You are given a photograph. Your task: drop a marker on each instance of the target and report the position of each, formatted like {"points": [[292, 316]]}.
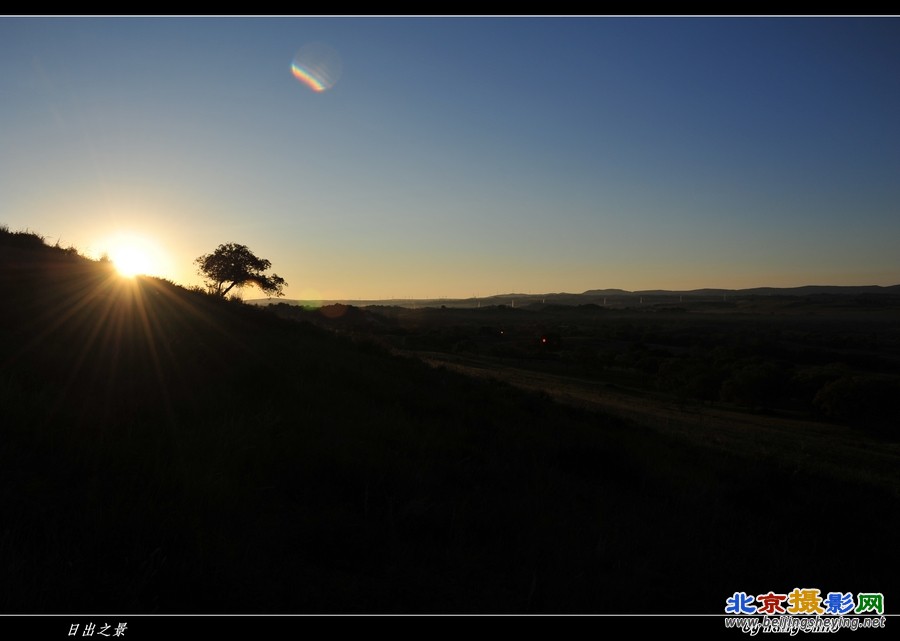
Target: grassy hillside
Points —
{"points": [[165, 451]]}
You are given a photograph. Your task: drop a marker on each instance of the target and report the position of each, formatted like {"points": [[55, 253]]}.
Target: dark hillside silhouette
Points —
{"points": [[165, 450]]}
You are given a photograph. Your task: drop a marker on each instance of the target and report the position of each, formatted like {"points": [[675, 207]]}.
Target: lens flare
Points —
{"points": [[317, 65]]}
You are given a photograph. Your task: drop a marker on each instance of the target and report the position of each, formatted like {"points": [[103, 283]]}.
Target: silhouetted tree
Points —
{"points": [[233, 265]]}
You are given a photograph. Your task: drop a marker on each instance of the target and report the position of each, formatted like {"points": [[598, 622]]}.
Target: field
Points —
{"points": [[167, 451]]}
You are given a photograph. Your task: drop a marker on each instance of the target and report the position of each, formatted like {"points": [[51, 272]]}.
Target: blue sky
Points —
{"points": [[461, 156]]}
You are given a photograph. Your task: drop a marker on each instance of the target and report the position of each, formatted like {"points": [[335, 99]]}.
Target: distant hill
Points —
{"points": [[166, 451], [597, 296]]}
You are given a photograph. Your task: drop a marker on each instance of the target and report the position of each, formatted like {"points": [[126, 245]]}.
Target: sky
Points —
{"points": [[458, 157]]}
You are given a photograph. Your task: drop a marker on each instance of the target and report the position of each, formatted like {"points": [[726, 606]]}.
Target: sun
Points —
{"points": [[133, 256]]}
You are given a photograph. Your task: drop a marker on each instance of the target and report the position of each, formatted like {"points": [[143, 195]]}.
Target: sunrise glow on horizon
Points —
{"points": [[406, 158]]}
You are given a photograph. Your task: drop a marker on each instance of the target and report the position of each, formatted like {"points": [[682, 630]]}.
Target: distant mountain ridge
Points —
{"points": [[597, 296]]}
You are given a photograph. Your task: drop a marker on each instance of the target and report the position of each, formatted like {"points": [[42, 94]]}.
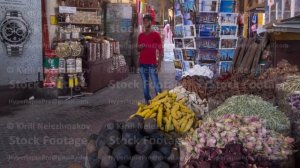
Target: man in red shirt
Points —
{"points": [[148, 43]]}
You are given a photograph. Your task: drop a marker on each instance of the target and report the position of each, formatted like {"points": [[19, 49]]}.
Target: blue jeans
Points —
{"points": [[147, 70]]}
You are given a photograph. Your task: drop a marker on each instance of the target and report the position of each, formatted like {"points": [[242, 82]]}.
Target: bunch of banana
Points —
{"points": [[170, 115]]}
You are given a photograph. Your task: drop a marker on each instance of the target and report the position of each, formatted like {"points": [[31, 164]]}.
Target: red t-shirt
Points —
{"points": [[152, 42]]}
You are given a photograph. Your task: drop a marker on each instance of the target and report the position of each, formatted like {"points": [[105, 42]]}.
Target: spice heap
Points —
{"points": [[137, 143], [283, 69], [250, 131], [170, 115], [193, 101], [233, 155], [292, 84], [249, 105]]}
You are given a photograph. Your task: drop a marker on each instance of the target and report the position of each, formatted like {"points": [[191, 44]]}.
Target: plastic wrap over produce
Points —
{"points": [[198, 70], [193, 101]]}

- [THE TASK]
Could you count the lines of the listing above that hold the word "shirt" and give only the total?

- [OUTPUT]
2